Objetivo: Indica si cada afirmación concuerda con la columna sobre el 25 de Mayo, respondiendo sí o no y citando literalmente las palabras del texto que lo deciden. 1. La independencia se formalizó el mismo año que la Revolución de mayo. 2. El autor bailó una chacarera en tercer grado. 3. El conductor de radio afirma que puede evitar emocionarse al escuchar el himno.

Sección del documento:
La persistencia de la libertad

El 25 de Mayo es el pico máximo de argentinidad, el momento en el que se celebra la libertad, un valor político central que se resiste a morir.

Por Javier Boher
javiboher@gmail.com

El 25 de Mayo es la festividad patria por excelencia. Si bien la independencia se formalizaría recién seis años después, la Revolución de mayo de 1810 era el primer paso para ese camino. Aunque todavía faltaban unos meses para que ese intento de gobernarse solos se convirtiera en algo más representativo (recién con la Junta Grande se incluiría la perspectiva del interior) al día de hoy lo vivimos como la verdadera fiesta de nacionalidad.

Cada acto escolar del 25 de Mayo nos remite a las mismas cosas. Tenemos las clásicas glosas de vendedores de velas, lecheros, vendedoras de pastelitos y demás figuras de aquella vida colonial. Tenemos representaciones de French y Beruti repartiendo escarapelas, otros tantos haciendo de miembros de la Primera Junta y el relleno de vecinos que quieren saber de qué se trata.

Algunos grados bailan el carnavalito (a mí me tocó en primer grado), otros una chacarera (me tocó en tercero) y algunos un gato (ya para ese entonces podía elegir no actuar). En algunos lugares sirven chocolate caliente y en otros sirven locro. Los padres y madres se esmeran con los disfraces, que incluso en la carencia se destacan por el compromiso.

Cada acto en una escuela moviliza a decenas o cientos de personas que aceptan unirse bajo una bandera, reconociendo los mismos valores que convierten a este suelo de realidades diversas y complejas en una nación que se percibe a sí misma como un pueblo orgulloso de sus particularidades. El celeste y blanco inunda los pasillos y los patios, y aunque no todos se pongan la escarapela, esos colores patrios están dentro de los que disfrutan pintarle la cara con corcho al hijo que va a actuar de candombero (aunque la progresía se enoje por ello como lo hizo con los negros de los caramelos o la harina).

Escuchaba en la radio al conductor del programa de la siesta en la FM Córdoba cuando decía que se emociona cada vez que escucha el himno y que no lo puede evitar. Seguramente eso no es una cuestión de nacionalismo berreta, sino la misma sensación que nos inunda a algunos cuando escuchamos esas estrofas en el acto (sea la versión original, la de Charly García, la de Los Calzones, la de La Mona, la de Jairo o la norteña que usan ahora en la escuela). Es la sensación de que formamos parte de algo más grande que nosotros, algo que no se puede apropiar por nadie (especialmente por ningún político).

Datos:
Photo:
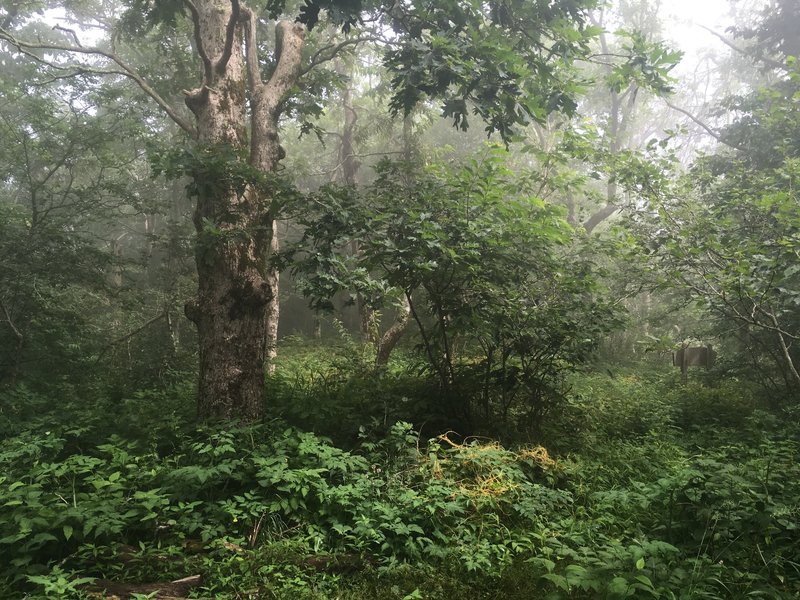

Resultado del ejercicio:
1. No: «Si bien la independencia se formalizaría recién seis años después».
2. Sí: «otros una chacarera (me tocó en tercero)».
3. No: «se emociona cada vez que escucha el himno y que no lo puede evitar».